═══ SOURCE RECORDS ═══
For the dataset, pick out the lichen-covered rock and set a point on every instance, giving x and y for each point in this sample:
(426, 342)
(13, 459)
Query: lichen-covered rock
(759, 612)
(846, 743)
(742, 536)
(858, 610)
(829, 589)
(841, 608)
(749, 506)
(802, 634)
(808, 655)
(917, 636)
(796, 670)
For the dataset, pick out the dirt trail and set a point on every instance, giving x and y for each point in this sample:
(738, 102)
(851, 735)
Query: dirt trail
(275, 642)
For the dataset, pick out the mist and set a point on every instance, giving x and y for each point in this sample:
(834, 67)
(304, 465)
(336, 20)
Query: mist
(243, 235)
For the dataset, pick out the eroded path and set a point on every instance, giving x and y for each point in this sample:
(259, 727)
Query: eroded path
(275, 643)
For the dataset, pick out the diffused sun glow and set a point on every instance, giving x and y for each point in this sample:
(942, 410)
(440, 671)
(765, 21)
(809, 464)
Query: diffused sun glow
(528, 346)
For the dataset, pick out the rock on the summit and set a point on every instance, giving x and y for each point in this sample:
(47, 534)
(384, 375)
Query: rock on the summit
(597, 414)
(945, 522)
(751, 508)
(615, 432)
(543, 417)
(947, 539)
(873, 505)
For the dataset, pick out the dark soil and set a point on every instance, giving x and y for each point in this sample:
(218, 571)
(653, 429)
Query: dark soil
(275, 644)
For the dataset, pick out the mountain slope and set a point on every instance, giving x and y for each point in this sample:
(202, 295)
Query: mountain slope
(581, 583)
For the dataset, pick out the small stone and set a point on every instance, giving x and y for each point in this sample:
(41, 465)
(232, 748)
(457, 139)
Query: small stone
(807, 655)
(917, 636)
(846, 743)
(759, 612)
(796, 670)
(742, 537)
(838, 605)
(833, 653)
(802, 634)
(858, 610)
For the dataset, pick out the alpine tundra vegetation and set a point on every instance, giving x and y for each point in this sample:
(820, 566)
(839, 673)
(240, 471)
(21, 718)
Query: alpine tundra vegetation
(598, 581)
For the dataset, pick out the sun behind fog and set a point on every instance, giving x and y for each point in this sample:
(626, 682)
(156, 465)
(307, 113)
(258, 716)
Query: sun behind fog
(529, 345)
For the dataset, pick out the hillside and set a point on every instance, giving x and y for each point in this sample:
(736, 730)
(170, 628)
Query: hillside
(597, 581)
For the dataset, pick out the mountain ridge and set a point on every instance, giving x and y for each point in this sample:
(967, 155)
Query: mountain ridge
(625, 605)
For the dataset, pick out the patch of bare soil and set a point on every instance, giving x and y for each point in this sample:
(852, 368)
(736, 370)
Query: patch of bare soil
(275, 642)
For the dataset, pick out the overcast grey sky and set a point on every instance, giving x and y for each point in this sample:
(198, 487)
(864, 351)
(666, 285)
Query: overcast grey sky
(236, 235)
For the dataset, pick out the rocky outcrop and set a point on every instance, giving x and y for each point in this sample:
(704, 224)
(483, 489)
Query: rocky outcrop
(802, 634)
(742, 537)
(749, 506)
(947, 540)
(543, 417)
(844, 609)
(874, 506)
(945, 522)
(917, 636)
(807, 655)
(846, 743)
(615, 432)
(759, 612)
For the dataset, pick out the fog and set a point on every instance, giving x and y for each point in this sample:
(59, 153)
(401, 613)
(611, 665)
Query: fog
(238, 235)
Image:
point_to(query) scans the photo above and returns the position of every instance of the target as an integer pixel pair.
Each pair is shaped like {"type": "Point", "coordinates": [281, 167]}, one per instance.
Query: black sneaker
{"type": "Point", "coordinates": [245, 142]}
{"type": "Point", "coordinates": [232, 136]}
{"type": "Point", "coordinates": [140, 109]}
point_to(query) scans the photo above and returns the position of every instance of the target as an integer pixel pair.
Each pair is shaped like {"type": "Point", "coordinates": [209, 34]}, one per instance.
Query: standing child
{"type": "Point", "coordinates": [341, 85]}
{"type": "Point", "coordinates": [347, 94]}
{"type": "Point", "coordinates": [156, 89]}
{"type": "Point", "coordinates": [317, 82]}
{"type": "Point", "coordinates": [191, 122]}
═══
*AIM OF THE EXERCISE:* Using the data above, reproduce every line exactly.

*PROBLEM SOLUTION:*
For the dataset, pick out the lichen-covered rock and set a point on every instance, giving x and y for each point in this sample:
(426, 342)
(13, 459)
Query: lichen-covered rock
(759, 612)
(846, 743)
(742, 536)
(858, 610)
(829, 589)
(841, 608)
(749, 506)
(802, 634)
(808, 655)
(917, 636)
(796, 670)
For the dataset, pick out the dirt trail and set a point on every instance, giving x and y for each point in this sample:
(738, 102)
(851, 735)
Query: dirt trail
(275, 642)
For the dataset, pick out the mist and set a point on every instance, giving x and y for each point in this sample:
(834, 67)
(304, 465)
(336, 20)
Query: mist
(243, 235)
For the dataset, pick out the eroded path and set a point on every instance, giving x and y for each point in this sample:
(259, 727)
Query: eroded path
(275, 643)
For the dataset, pick out the diffused sun glow and set a point on every instance, giving x and y for each point in this sample:
(942, 410)
(440, 671)
(765, 21)
(809, 464)
Query: diffused sun glow
(528, 346)
For the dataset, pick out the rock on the summit and set a point on every instance, giving x and y for each point in this sample:
(47, 534)
(384, 375)
Query: rock on the summit
(597, 414)
(945, 522)
(751, 508)
(615, 432)
(543, 417)
(947, 539)
(873, 505)
For the dataset, pick out the dark soil and set a point on every instance, giving x and y for each point in this sample:
(218, 571)
(653, 429)
Query: dark soil
(275, 644)
For the dataset, pick out the mountain slope and set a point on every instance, giving x and y for each point in this sample:
(202, 295)
Query: mountain slope
(581, 583)
For the dataset, pick out the small stone and set a point on every instance, giving x and y for each point in this sample:
(41, 465)
(232, 748)
(457, 139)
Query: small stone
(807, 655)
(917, 636)
(846, 743)
(759, 612)
(796, 670)
(742, 537)
(838, 605)
(833, 653)
(802, 634)
(858, 610)
For the dataset, pick out the alpine tundra vegetation and set a point on every instance, giving x and y for each point in this sample:
(820, 566)
(839, 673)
(240, 471)
(21, 718)
Query: alpine tundra vegetation
(598, 581)
For the dataset, pick out the sun behind fog and set a point on every instance, giving x and y for each point in this sample:
(626, 682)
(156, 465)
(307, 113)
(258, 716)
Query: sun behind fog
(529, 345)
For the dataset, pick out the hillside and set a point on every instance, giving x and y for each point in this sample:
(736, 730)
(170, 628)
Query: hillside
(597, 581)
For the dataset, pick out the mountain ridge and set a point on every instance, giving x and y for each point in this sample:
(967, 155)
Query: mountain ridge
(625, 605)
For the dataset, pick out the patch of bare soil and set a point on every instance, giving x and y for each point in this sample:
(852, 368)
(736, 370)
Query: patch of bare soil
(275, 642)
For the dataset, pick out the overcast grey sky and set a point on every instance, giving x and y for each point in this sample:
(198, 487)
(864, 351)
(666, 285)
Query: overcast grey sky
(236, 235)
For the dataset, pick out the rocky outcrop and set a point on every instance, giving x and y for each point in this sample:
(704, 224)
(483, 489)
Query: rocky outcrop
(802, 634)
(742, 537)
(749, 506)
(947, 540)
(543, 417)
(844, 609)
(874, 506)
(945, 522)
(917, 636)
(807, 655)
(846, 743)
(615, 432)
(759, 612)
For the dataset, pick out the fog and set a point on every instance, giving x and y for each point in this sample:
(59, 153)
(401, 613)
(611, 665)
Query: fog
(238, 235)
Image:
point_to(query) scans the photo above and returns the position of every instance of the target as an integer pixel pair.
Each pair is shaped like {"type": "Point", "coordinates": [281, 167]}, one per instance.
Query: black sneaker
{"type": "Point", "coordinates": [245, 142]}
{"type": "Point", "coordinates": [232, 136]}
{"type": "Point", "coordinates": [140, 109]}
point_to(query) scans the photo above and returns the position of every instance of the target as an integer pixel pair.
Each pair is shaped like {"type": "Point", "coordinates": [209, 34]}, one per instance.
Query: standing child
{"type": "Point", "coordinates": [341, 85]}
{"type": "Point", "coordinates": [347, 94]}
{"type": "Point", "coordinates": [156, 89]}
{"type": "Point", "coordinates": [317, 82]}
{"type": "Point", "coordinates": [191, 122]}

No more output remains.